• _WORK TO COMPLETE_: Gather every line from the entries below that includes "station".

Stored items
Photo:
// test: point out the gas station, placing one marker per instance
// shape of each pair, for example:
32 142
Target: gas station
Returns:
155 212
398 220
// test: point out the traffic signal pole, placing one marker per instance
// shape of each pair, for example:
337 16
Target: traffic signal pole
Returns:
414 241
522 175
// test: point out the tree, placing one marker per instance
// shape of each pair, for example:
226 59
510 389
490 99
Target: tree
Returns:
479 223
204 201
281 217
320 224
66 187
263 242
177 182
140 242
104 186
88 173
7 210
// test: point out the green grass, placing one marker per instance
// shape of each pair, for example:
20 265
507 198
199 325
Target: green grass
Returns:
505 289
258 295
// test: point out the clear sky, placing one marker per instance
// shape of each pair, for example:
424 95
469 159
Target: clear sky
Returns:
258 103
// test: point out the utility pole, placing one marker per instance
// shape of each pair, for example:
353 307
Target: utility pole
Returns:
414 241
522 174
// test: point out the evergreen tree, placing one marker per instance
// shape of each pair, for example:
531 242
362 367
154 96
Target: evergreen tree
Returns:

==

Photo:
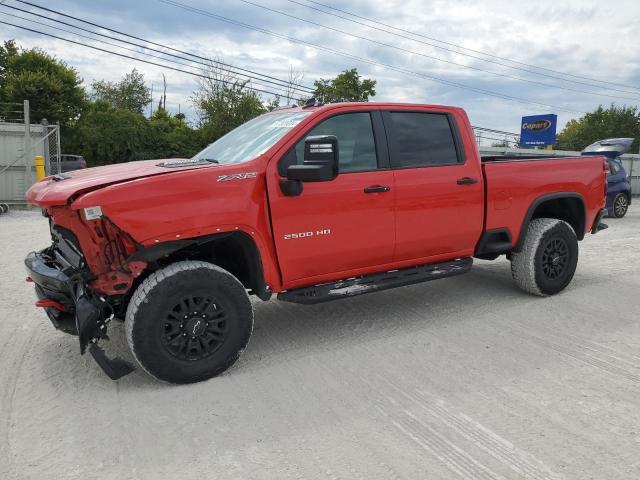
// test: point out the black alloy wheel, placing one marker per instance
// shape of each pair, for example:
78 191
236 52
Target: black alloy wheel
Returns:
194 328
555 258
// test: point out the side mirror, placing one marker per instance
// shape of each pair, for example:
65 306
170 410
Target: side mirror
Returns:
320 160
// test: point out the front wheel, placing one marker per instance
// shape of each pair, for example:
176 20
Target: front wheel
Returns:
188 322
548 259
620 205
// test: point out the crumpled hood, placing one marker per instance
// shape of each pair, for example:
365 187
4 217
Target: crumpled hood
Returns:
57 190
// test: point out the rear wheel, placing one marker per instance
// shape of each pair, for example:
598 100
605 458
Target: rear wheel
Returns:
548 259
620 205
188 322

...

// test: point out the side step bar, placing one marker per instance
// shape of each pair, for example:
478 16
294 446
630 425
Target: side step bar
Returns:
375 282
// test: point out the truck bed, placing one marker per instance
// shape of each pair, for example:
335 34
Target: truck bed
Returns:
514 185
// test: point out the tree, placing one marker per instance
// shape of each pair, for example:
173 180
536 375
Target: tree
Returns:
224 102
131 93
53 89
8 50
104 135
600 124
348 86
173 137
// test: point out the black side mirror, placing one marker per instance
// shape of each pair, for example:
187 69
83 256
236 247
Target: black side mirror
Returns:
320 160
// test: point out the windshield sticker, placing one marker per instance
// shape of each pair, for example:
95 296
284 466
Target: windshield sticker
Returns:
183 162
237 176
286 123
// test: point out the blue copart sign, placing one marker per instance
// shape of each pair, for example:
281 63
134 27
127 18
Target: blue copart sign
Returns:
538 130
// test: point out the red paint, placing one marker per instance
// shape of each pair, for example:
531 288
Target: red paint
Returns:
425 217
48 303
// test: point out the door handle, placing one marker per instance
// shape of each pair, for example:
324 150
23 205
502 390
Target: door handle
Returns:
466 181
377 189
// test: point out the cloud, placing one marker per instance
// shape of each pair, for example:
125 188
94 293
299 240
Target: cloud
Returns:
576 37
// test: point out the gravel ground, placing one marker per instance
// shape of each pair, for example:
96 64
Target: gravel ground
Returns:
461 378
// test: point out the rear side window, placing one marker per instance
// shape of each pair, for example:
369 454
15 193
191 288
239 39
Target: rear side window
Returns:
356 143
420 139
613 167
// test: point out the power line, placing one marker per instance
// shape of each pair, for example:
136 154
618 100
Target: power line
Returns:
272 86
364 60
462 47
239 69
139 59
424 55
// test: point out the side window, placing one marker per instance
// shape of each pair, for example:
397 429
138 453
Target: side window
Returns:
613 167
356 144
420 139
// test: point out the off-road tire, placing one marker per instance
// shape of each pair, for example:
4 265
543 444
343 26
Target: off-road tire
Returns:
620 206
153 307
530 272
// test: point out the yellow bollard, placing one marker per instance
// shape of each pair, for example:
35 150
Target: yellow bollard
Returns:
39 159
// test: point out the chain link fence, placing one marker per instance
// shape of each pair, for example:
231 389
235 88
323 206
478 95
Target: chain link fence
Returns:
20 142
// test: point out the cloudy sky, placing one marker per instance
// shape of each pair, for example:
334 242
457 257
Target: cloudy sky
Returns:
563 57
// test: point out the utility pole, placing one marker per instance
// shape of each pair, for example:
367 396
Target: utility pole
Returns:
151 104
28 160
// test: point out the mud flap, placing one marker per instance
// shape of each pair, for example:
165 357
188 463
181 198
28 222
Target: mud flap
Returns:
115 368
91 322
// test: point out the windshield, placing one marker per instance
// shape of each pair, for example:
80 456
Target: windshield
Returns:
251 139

• _OUTPUT BELOW_:
// test: point out the gas station, placing one marker per instance
Target: gas station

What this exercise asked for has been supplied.